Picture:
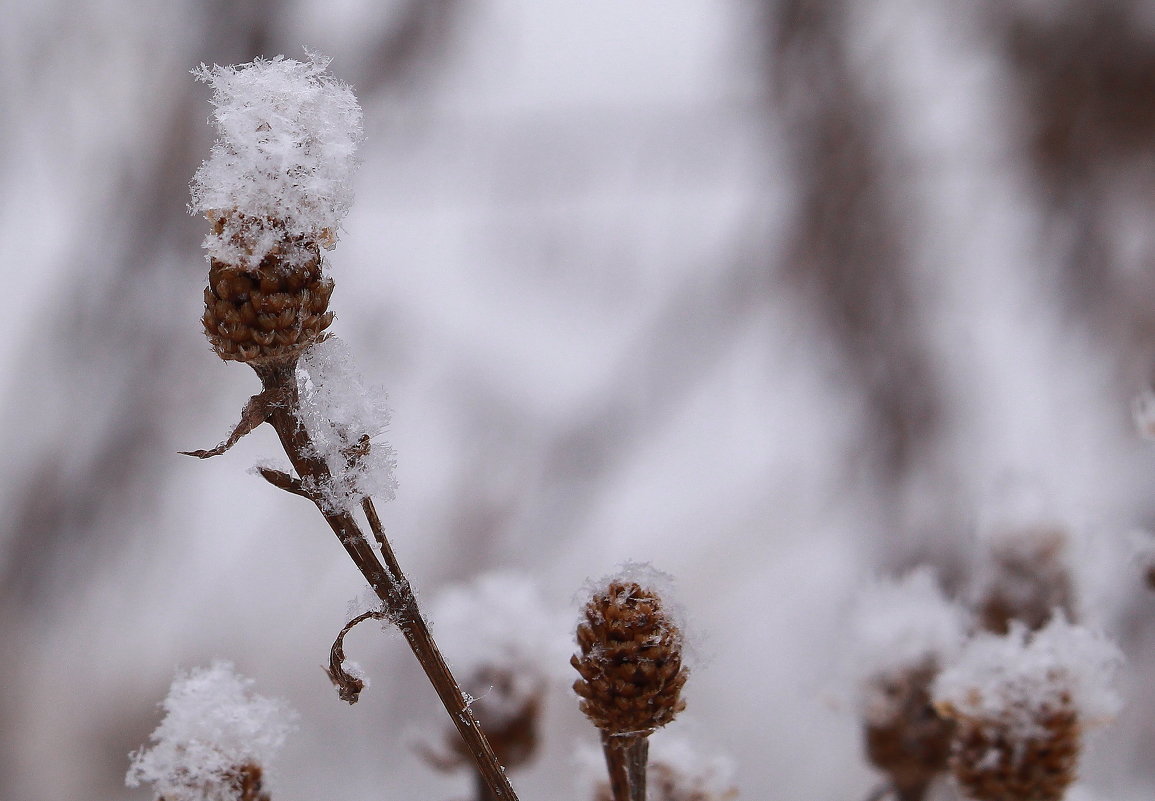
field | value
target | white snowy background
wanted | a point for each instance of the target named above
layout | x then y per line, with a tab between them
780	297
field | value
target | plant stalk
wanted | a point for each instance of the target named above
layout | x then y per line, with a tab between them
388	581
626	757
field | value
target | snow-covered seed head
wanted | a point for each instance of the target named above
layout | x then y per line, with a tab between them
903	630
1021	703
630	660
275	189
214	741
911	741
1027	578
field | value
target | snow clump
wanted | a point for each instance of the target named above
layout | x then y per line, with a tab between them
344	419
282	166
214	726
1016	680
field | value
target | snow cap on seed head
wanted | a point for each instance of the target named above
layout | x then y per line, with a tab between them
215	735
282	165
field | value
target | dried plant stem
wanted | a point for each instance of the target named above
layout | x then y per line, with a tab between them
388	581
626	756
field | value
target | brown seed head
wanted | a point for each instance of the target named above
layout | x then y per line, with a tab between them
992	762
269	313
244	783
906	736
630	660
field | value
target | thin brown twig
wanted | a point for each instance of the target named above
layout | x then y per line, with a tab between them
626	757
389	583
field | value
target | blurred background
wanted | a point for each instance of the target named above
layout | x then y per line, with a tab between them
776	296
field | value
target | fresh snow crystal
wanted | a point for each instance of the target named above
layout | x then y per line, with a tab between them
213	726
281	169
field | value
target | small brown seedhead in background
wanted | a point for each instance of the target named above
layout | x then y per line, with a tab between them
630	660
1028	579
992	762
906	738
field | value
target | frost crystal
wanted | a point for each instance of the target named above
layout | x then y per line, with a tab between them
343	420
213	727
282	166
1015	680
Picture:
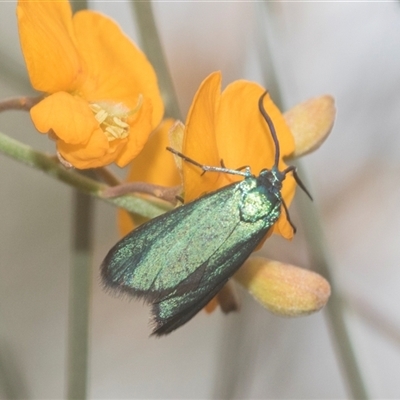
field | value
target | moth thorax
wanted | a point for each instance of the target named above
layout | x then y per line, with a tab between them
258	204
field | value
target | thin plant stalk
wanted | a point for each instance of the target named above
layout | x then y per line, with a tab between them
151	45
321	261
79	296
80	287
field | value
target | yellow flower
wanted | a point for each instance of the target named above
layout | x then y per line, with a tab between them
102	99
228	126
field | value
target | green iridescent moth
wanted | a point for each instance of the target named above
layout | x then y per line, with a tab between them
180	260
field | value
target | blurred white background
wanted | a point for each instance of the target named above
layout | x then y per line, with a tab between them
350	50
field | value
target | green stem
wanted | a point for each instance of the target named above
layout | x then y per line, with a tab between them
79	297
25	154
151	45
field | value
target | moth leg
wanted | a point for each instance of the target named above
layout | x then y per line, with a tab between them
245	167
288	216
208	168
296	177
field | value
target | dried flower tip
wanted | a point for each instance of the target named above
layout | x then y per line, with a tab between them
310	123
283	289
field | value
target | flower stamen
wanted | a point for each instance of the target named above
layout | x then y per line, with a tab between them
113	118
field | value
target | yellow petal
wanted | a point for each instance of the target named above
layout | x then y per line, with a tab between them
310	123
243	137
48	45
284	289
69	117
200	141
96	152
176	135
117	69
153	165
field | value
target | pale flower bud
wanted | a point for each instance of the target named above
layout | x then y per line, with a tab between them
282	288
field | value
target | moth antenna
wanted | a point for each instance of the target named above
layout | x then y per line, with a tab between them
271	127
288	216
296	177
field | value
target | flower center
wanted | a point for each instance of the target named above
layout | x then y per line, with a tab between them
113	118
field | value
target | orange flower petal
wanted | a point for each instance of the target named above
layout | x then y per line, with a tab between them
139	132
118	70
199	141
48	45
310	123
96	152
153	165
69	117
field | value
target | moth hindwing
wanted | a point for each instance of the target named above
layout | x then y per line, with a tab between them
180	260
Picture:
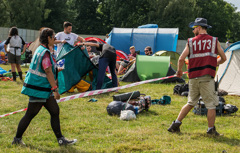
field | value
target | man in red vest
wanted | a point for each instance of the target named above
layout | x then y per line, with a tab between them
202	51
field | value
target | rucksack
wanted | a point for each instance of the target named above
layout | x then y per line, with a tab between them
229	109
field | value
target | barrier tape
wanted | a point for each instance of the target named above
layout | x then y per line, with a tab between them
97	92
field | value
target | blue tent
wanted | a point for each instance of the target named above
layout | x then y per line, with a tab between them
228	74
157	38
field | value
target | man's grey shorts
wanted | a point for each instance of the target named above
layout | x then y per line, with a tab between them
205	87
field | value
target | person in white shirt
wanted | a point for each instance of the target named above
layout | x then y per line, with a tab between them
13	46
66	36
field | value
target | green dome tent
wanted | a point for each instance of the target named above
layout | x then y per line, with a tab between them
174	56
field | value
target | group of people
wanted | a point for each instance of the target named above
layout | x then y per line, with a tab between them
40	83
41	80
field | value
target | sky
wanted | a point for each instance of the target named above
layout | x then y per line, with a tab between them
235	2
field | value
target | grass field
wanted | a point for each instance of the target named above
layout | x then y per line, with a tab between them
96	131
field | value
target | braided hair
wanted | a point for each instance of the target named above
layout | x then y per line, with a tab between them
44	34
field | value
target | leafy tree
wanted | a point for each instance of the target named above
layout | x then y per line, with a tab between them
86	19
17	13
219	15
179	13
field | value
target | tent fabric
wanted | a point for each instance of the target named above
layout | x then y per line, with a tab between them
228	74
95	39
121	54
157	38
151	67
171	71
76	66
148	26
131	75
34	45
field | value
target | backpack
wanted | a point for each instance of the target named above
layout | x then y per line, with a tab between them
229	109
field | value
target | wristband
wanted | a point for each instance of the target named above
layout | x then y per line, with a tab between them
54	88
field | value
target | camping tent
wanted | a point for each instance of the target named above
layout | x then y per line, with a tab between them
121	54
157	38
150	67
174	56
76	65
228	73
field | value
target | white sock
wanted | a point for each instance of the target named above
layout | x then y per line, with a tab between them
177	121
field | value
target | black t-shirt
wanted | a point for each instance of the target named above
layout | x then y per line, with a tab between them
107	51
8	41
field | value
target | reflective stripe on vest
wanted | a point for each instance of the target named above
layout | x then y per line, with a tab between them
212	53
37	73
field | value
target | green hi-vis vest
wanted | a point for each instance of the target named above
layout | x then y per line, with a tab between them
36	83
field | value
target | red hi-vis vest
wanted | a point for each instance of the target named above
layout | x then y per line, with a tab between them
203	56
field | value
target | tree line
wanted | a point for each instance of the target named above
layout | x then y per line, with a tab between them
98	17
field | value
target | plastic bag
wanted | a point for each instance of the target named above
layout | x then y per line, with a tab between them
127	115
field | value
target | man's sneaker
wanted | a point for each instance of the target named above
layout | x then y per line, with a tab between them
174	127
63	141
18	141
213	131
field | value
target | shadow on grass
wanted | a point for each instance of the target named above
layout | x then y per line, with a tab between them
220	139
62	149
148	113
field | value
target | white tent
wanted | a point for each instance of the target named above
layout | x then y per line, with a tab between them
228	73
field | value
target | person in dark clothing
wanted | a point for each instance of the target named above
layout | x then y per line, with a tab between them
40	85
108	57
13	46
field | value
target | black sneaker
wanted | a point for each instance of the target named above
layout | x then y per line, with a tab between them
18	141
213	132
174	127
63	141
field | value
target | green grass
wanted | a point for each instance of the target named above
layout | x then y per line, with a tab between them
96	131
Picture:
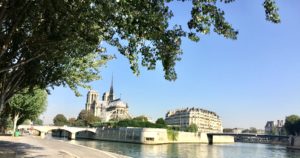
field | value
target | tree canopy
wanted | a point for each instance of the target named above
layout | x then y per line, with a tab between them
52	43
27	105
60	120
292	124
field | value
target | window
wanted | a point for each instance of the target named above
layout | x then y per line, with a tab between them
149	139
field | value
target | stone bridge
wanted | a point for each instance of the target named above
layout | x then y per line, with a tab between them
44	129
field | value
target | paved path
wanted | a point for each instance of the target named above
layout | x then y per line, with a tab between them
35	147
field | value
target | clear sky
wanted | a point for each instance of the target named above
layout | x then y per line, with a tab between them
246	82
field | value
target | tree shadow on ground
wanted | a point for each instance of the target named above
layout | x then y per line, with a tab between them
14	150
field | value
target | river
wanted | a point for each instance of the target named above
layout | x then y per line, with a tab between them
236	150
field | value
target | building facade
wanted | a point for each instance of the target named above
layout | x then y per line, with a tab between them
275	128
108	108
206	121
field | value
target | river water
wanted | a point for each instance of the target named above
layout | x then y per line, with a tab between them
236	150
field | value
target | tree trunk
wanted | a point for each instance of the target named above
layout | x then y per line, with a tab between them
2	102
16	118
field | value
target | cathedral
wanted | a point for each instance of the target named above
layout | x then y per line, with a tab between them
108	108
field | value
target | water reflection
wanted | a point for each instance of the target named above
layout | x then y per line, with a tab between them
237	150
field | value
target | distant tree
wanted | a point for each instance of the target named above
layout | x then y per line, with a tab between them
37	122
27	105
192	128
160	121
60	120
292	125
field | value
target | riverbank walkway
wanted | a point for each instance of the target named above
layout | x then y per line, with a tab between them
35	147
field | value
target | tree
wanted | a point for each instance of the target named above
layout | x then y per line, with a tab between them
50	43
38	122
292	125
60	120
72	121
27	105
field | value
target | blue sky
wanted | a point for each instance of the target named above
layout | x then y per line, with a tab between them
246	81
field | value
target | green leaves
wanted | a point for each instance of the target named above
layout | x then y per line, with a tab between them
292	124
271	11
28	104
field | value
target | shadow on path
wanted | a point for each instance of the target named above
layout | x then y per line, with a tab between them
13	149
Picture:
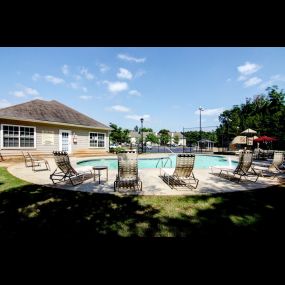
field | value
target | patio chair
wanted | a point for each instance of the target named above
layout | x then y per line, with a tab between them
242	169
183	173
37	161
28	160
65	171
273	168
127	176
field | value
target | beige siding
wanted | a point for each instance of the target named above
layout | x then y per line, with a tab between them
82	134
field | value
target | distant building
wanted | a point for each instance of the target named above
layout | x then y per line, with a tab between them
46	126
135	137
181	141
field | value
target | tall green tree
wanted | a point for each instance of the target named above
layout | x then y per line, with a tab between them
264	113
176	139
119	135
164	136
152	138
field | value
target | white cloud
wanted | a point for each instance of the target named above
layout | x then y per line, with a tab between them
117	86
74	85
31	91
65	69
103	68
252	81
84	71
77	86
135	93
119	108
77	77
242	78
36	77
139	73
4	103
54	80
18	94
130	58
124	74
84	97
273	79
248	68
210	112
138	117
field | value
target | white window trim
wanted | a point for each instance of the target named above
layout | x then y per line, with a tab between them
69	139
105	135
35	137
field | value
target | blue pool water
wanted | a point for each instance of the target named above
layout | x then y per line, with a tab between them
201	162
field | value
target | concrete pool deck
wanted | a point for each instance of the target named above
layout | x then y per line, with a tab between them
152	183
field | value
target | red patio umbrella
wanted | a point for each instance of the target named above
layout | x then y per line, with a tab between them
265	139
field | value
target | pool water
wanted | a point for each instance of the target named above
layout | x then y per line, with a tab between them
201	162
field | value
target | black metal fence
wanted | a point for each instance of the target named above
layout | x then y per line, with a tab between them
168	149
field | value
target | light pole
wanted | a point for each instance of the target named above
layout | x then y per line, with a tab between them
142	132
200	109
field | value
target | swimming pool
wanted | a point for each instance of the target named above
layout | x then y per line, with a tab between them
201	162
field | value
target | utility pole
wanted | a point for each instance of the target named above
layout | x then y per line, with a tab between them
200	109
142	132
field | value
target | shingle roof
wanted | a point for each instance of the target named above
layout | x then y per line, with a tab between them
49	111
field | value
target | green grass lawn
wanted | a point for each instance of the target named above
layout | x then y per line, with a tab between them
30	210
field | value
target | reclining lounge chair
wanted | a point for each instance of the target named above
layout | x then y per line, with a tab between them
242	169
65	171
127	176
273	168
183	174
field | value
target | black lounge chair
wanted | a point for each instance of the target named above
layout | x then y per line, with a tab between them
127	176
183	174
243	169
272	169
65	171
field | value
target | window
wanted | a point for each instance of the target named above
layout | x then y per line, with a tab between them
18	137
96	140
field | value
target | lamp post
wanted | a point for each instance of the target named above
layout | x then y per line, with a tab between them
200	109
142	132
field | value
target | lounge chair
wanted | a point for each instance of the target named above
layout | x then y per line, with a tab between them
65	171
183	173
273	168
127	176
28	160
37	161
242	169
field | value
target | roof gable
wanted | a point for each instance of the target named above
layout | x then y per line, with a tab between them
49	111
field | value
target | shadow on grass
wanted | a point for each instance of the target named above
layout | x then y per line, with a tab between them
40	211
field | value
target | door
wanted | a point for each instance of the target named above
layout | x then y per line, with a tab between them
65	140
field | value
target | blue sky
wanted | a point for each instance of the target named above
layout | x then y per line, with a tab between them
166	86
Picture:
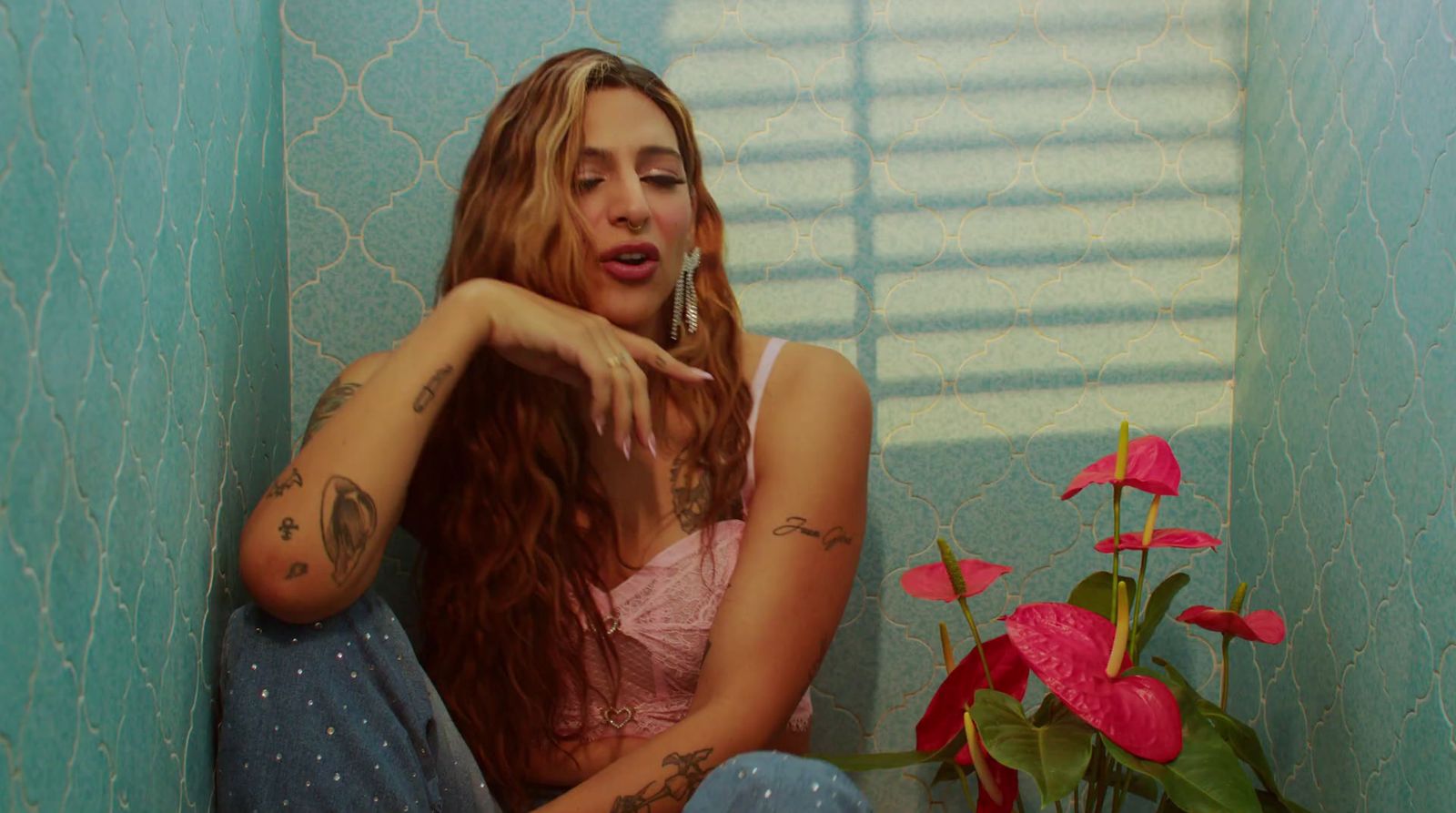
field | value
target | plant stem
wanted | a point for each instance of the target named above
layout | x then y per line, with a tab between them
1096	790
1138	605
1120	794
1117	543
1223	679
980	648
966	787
○ ○ ○
- [Aim of the exercise] Find every line in the items above that contains the word "pole" and copy each one out in full.

- [Reply]
target | light pole
target | utility pole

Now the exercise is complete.